Stored records:
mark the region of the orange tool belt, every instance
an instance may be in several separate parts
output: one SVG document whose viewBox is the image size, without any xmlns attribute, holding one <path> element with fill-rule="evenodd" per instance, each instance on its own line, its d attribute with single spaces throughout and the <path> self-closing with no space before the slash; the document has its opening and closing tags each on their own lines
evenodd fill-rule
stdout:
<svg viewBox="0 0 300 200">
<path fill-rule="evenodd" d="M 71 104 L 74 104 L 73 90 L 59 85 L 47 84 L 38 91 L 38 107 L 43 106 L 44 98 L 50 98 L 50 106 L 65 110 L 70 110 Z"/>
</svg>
...
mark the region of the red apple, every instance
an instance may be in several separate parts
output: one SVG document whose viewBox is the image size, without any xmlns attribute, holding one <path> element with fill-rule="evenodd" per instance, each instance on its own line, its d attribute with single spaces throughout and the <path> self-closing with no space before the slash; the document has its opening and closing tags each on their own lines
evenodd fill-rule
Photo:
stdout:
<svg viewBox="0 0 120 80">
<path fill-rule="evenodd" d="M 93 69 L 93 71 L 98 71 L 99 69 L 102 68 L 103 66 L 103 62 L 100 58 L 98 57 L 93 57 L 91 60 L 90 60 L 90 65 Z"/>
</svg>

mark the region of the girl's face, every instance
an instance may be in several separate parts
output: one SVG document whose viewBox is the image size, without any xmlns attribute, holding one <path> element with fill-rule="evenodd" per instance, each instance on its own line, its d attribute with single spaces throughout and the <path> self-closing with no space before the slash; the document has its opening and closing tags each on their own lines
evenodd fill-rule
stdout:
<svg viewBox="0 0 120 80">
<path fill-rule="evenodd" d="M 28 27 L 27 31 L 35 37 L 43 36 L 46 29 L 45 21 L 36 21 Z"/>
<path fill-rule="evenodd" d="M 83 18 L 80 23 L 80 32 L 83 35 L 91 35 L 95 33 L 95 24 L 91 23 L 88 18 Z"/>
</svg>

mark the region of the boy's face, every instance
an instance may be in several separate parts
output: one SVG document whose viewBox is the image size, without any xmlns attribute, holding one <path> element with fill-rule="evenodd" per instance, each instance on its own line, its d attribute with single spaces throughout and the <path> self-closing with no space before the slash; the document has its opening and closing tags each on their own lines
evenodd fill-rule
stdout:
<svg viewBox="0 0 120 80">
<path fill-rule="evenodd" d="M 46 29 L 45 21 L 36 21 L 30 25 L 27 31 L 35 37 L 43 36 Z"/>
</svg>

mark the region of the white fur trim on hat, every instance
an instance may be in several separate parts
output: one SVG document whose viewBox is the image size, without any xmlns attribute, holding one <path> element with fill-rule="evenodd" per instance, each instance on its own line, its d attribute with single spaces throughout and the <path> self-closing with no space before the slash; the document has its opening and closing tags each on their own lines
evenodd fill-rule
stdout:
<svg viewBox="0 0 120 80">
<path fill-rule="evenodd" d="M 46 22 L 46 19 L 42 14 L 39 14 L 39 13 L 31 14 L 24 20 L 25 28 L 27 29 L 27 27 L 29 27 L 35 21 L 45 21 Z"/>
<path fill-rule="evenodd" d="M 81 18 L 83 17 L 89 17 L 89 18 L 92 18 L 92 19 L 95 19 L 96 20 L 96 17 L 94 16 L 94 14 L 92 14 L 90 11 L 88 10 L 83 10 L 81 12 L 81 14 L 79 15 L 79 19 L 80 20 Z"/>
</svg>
==
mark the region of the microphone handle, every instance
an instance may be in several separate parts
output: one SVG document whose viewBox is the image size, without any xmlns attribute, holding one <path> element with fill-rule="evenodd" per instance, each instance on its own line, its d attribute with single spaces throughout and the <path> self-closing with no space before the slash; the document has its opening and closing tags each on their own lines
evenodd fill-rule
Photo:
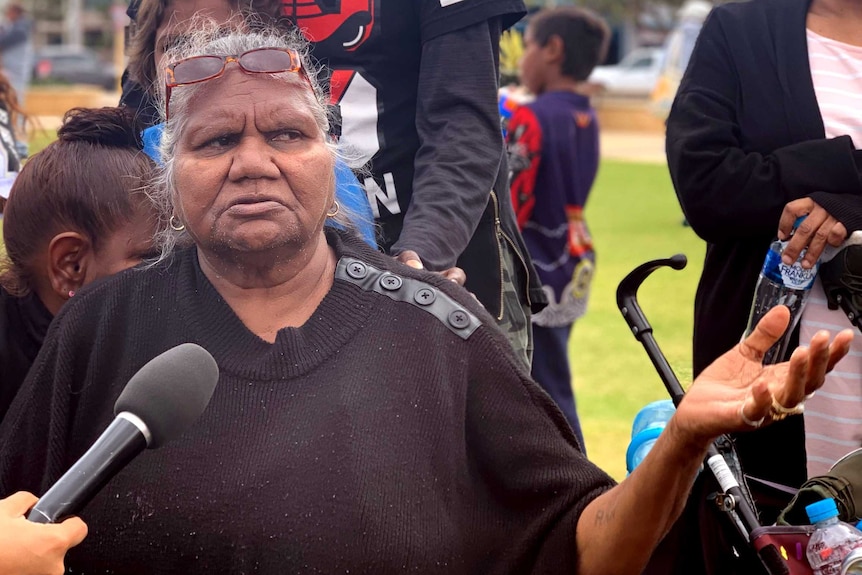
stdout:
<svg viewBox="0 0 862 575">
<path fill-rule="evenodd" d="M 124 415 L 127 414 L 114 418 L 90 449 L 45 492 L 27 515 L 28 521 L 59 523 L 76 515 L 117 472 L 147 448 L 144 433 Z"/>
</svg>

§ **Task description**:
Pull out each line of the entries that contains "region".

§ **The completed task**:
mark the region of the orange tool belt, every instance
mark the region of the red apple, every instance
mark the region of the girl's face, every instance
mark the region of the boy's face, every instance
mark the region of the white fur trim on hat, every instance
mark the region of the microphone handle, every instance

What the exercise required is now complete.